Task to complete
Could you repeat every record below exactly as written?

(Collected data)

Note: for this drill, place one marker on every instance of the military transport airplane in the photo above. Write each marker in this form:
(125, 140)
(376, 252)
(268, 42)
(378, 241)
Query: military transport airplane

Exercise response
Note: for this drill, place one marker on every instance of the military transport airplane in the photo above. Write each marker in this form:
(125, 140)
(376, 252)
(268, 42)
(378, 241)
Query: military transport airplane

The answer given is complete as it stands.